-- SET OF TASKS --
(a) In the passage on Athabasca bitumen recovery, how low can the pressure differential driving gravity drainage in SAGD be?
(b) Transcribe the passage on Athabasca bitumen recovery word for word, starting with "SAGD is a delicate" and going on through "as discussed above.".
(c) Decide whether each statement agrees with the passage on Athabasca bitumen recovery. Answer yes or no, and quote the words from the passage that decide it.
(i) Bitumen reservoirs usually have a cap rock seal above them.
(ii) Most bitumen was formed in a fluvial or estuary environment.
(iii) In SAGDOX, at equal pressures, temperatures may exceed saturated-steam temperatures.

-- SOURCE EXTRACT --
■ ■ ■ ■ ■

The Athabasca bitumen resource in Alberta, Canada is one of the world's largest deposits of hydrocarbons. The leading EOR process for in situ recovery of bitumen is SAGD. But the reservoir quality is often impaired by top gas (gas over bitumen), top water (water over bitumen), water lean zones, bottom water (water under bitumen), shale and/or mudstone deposits (barrier or baffle), thin pays, and bitumen quality gradients, (i.e. reservoir inhomogeneities).
The Athabasca bitumen resource in Alberta, Canada is unique for the following reasons:                (1) The resource, in Alberta, contains about 2.75 trillion bbls. of bitumen (Butler, R. M., “Thermal Recovery of Oil & Bitumen”, Prentice Hall, 1991), including carbonate deposits. This is one of the world's largest liquid hydrocarbon resources. The recoverable resource, excluding carbonate deposits, is currently estimated as 170 billion bbls. split at 20% mining (43 billion bbls.) and 80% in situ EOR (136 billion bbls.) (CAPP, “The Facts on Oil Sands”, November, 2010). The in situ EOR estimate is based on SAGD, or a similar process.        (2) Conventional oil reservoirs have a top seal (cap rock) that prevents oil from leaking and traps (contains) the resource. Bitumen is formed by bacterial degradation of a lighter source oil to a stage where the degraded bitumen is immobile, under reservoir conditions. Bitumen reservoirs may be usually self-sealed (no cap rock seal). If an in situ EOR process hits the top of the bitumen zone (ceiling), the process may not be contained, and the bitumen may easily be contaminated by water or gas from above the bitumen.        (3) Bitumen density is close to the density of water or brine. Some bitumens are more dense than water; some are less dense than water. During the bacterial-degradation and thus formation of bitumen, the hydrocarbon density may pass through a density transition and water may, at first, be less dense but become more dense than bitumen. Bitumen reservoir water zones are found above the bitumen (top water), below the bitumen (bottom water), or interspersed in the bitumen net pay zone (water lean zones (WLZ)).        (4) Most bitumen was formed in a fluvial or estuary environment. With a focus on reservoir impairments, this has 2 consequences. First, there will be numerous reservoir inhomogeneities. Second, the scale of the inhomogeneities is likely to be less than the scale of the SAGD recovery pattern (see FIG. 1) or less than about 1000 m in size. The expectation is that a SAGD EOR process will encounter several inhomogeneities within each recovery pattern.        
Today's leading in situ EOR process to recover bitumen from Canada's oil sands is SAGD (Steam Assisted Gravity Drainage). The current estimate of recoverable bitumen using in situ EOR is 136 billion bbls (CAPP (2010)). This is one of the world's largest, recoverable liquid hydrogen resources in the world.
SAGD is a delicate process. Temperatures and pressures are limited by saturated steam properties. Gravity drainage is driven by a pressure differential as low as 25 psia. Low temperatures (in a saturated steam process) and low pressure gradients make the SAGD process susceptible to impairments from reservoir inhomogeneities, as above.
SAGDOX is a more robust process. Because of the combustion component, at equal pressures, temperatures may be higher than saturated-steam temperatures. SAGDOX geometry (i.e. well locations) may compensate for some of the reservoir impairments that affect SAGD.
This invention describes how SAGDOX wells may be drilled and completed to ameliorate damages due to reservoir inhomogeneities as discussed above.

■ ■ ■ ■ ■

-- RECORDS SHOWN --

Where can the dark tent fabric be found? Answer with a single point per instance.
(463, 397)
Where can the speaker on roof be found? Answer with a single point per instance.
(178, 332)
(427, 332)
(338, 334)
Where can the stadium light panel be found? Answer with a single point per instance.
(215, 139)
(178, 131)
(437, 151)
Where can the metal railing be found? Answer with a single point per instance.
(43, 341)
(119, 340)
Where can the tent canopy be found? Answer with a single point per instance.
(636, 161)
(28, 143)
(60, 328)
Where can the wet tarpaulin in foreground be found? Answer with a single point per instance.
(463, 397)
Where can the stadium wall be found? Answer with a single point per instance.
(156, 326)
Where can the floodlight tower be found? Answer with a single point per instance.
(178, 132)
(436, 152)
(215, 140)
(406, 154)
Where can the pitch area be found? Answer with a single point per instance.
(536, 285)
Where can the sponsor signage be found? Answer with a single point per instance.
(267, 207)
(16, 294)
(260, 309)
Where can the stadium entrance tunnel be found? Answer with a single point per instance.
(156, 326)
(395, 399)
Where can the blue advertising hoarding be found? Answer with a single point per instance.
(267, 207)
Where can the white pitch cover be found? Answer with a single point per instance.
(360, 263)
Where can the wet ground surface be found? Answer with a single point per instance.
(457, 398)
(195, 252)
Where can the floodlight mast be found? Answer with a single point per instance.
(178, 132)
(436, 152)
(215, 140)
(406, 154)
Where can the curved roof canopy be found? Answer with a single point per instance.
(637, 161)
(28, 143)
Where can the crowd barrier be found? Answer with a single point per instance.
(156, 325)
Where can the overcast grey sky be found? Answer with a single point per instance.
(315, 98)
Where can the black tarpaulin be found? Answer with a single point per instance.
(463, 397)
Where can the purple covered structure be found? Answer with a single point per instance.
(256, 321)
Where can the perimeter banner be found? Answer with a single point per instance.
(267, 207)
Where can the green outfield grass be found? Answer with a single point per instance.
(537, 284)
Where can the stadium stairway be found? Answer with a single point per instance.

■ ■ ■ ■ ■

-- EXPECTED OUTPUTS --
(a) As low as 25 psia.

(b)
SAGD is a delicate process. Temperatures and pressures are limited by saturated steam properties. Gravity drainage is driven by a pressure differential as low as 25 psia. Low temperatures (in a saturated steam process) and low pressure gradients make the SAGD process susceptible to impairments from reservoir inhomogeneities, as above.
SAGDOX is a more robust process. Because of the combustion component, at equal pressures, temperatures may be higher than saturated-steam temperatures. SAGDOX geometry (i.e. well locations) may compensate for some of the reservoir impairments that affect SAGD.
This invention describes how SAGDOX wells may be drilled and completed to ameliorate damages due to reservoir inhomogeneities as discussed above.

(c)
(i) No: "Bitumen reservoirs may be usually self-sealed (no cap rock seal)."
(ii) Yes: "Most bitumen was formed in a fluvial or estuary environment."
(iii) Yes: "Because of the combustion component, at equal pressures, temperatures may be higher than saturated-steam temperatures."